[Задачи для решения]
(a) В какой монастырь Гепнеру пришлось на время переселиться после истории в Дерпте, согласно очерку об Иерониме ниже?
(b) Продолжите очерк об иеромонахе Иерониме вслед за его последним предложением.

[Фрагмент страницы]
=====

Иероним родился в Польше, в окрестностях Ченстохова. Отец его, по фамилии Гепнер, ремеслом был сапожник, но какой он был нации, польской, немецкой или еврейской, это нам неизвестно, так как герой нашего очерка не любил говорить о своем происхождении. Молодой Гепнер блистательно окончил курс в Варшавской гимназии и затем поступил в число студентов Дерптского университета. В Дерпте случилась с ним какая-то темная история и он принужден был на время переселиться в Соловецкий монастырь. Невольное путешествие в Соловки произвело решительный переворот в судьбе Гепнера. Бывший Дерптский студент принял православие (прежде он был католиком) и, при помощи одного известного епископа, сделался слушателем 2-го курса Киевской духовной академии. В Киеве студент Гепнер превратился в иеромонаха Иеронима. Это было в начале 40-х годов. С этого времени начинаются служебные его похождения. Первые опыты педагогической деятельности о. Иеронима начинаются в Харькове. Там он не ужился с ректором архимандритом Агафангелом, впоследствии Волынским архиепископом, и затем последовательно служил в Тамбове, Астрахани, Кишиневе, Кишиневском Гербовецком монастыре, Нежине и Оренбурге. За несколько месяцев до смерти, последовавшей в конце 70-х годов, Иероним переведен был архимандритом в Лебедянский монастырь, но уже не успел воспользоваться новым служебным своим поприщем.

=====

[Строки датасета]
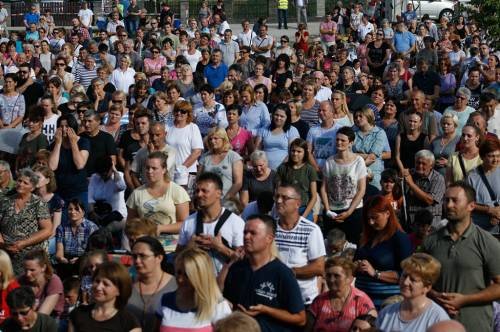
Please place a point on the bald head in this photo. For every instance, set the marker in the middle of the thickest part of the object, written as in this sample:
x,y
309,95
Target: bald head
x,y
447,326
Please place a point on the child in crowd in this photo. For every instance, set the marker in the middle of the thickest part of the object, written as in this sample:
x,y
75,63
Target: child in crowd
x,y
422,228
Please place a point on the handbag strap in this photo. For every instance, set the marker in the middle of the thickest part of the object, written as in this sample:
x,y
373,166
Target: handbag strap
x,y
493,196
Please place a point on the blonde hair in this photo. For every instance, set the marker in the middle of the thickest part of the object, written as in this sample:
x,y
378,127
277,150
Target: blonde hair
x,y
6,271
220,133
198,266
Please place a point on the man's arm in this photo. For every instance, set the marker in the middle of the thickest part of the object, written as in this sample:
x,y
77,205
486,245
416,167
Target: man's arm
x,y
315,267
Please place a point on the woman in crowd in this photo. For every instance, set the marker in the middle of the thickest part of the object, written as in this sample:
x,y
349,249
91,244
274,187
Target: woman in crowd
x,y
68,159
210,114
416,312
113,123
462,162
240,138
255,114
259,77
151,281
47,286
31,142
485,179
282,75
410,141
185,137
259,179
72,238
276,139
340,110
153,65
14,107
382,247
378,53
448,84
111,289
337,309
223,161
370,143
343,186
197,302
299,171
310,105
8,282
444,145
26,221
160,199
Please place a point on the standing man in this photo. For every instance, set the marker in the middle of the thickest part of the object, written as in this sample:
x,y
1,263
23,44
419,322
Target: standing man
x,y
263,43
212,227
470,269
261,285
102,144
299,241
282,13
230,49
301,10
216,72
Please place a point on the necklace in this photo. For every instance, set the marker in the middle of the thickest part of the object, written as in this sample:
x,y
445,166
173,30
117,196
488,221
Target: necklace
x,y
146,303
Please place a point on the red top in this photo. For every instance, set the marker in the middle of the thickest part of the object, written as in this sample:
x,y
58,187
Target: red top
x,y
4,308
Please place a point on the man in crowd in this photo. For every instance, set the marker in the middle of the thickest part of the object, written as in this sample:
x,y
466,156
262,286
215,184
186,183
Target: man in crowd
x,y
261,285
470,269
299,241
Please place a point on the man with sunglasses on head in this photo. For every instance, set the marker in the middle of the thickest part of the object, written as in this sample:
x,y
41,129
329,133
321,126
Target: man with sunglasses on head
x,y
23,316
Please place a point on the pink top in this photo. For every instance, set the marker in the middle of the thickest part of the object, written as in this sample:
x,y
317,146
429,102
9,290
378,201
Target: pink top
x,y
151,64
241,140
327,319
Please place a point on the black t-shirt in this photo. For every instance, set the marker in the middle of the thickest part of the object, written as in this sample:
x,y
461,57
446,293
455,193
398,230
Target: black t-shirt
x,y
43,323
102,145
129,145
82,321
273,285
70,180
32,94
256,187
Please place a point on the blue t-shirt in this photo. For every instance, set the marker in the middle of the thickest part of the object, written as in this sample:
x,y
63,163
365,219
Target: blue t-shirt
x,y
273,285
215,75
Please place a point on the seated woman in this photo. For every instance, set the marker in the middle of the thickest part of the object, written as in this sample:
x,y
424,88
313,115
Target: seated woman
x,y
8,282
111,289
197,303
416,312
336,309
222,160
382,247
276,139
299,171
72,238
47,286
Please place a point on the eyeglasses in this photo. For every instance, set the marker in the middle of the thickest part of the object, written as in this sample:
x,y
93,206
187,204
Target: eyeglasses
x,y
20,312
283,197
140,256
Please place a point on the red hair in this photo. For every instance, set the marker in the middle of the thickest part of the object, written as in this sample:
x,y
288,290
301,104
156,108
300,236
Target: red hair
x,y
379,204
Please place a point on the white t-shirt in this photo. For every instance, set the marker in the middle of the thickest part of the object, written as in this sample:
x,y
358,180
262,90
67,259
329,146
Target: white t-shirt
x,y
232,231
184,140
297,247
85,16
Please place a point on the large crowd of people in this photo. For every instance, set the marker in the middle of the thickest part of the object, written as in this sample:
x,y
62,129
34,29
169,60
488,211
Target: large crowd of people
x,y
161,175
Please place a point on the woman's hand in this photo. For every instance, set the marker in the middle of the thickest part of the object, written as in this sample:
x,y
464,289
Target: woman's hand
x,y
365,267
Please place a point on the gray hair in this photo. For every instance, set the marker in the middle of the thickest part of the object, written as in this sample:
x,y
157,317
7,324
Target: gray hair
x,y
449,115
32,176
258,155
463,91
425,154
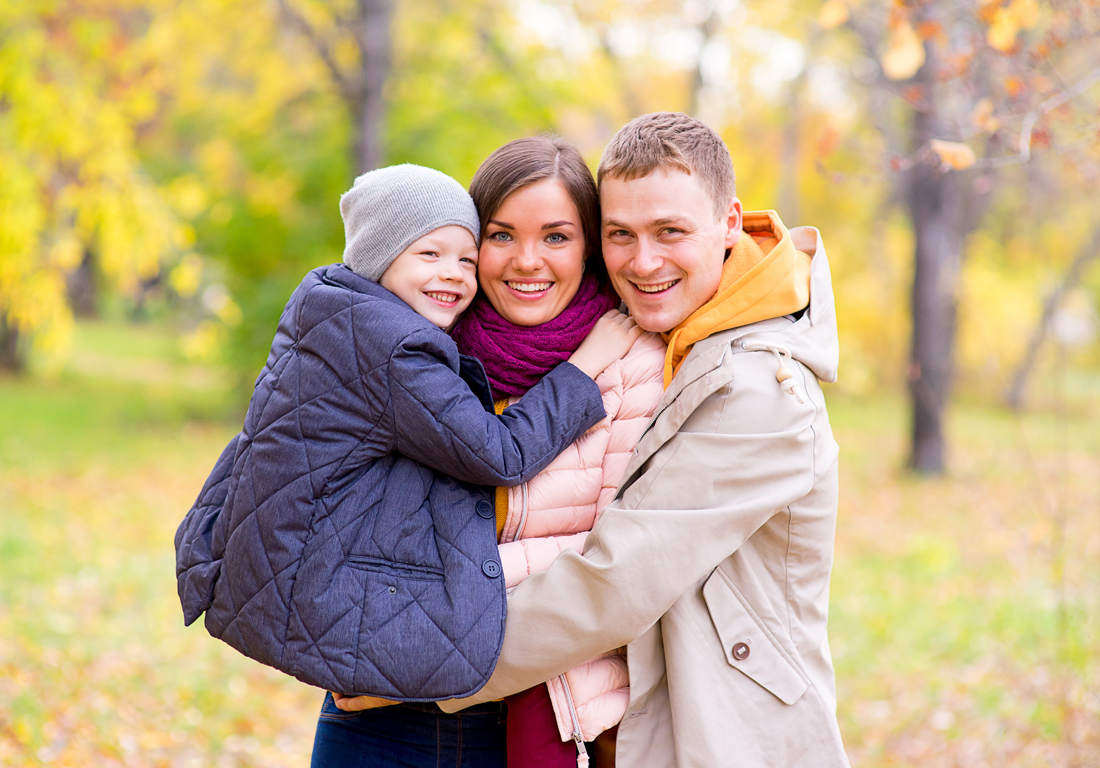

=====

[Ответы по задачам]
(a) В Соловецкий монастырь.

(b)
Наиболее определенно деятельность Иеронима проявилась в Тамбове. Прежде всего он поражал своих учеников отрицательным отношением к обрядам православной церкви. Один из этих учеников, со слов которого мы теперь пишем, однажды, по обязанности семинарского старшего был в квартире о. Иеронима. Это было во время какого-то праздника, кажется Троицы. Почтенный субинспектор пил чай и закусывал. Потом он пошел в церковь и отслужил обедню. Впоследствии некоторые семинаристы, вышедшие уже из семинарии, выражали о. Иерониму свое недоумение по поводу его крайнего религиозного либерализма, на что получили следующий ответ: «какие вы глупые! Разве вы не знаете, что тайная вечеря была уже после обеда»..

В конце 40-х и в начале 50-х годов в высших правительственных сферах шла речь о назначении духовенству жалованья. Как известно, против этого проекта явились сильные противники, в том числе и покойный Московский митрополит Филарет. Узнал об этом Иероним, бывший сторонником материального обеспечения духовенства, и с обычною ему бесцеремонностью говорил однажды приближенным ученикам своим следующее: «и чего это смотрят наши попы; сговорились бы они потихоньку, да вдруг во всех церквах и объявили бы народу: православные! такие-то и такие-то вельможи наши и архиереи — еретики».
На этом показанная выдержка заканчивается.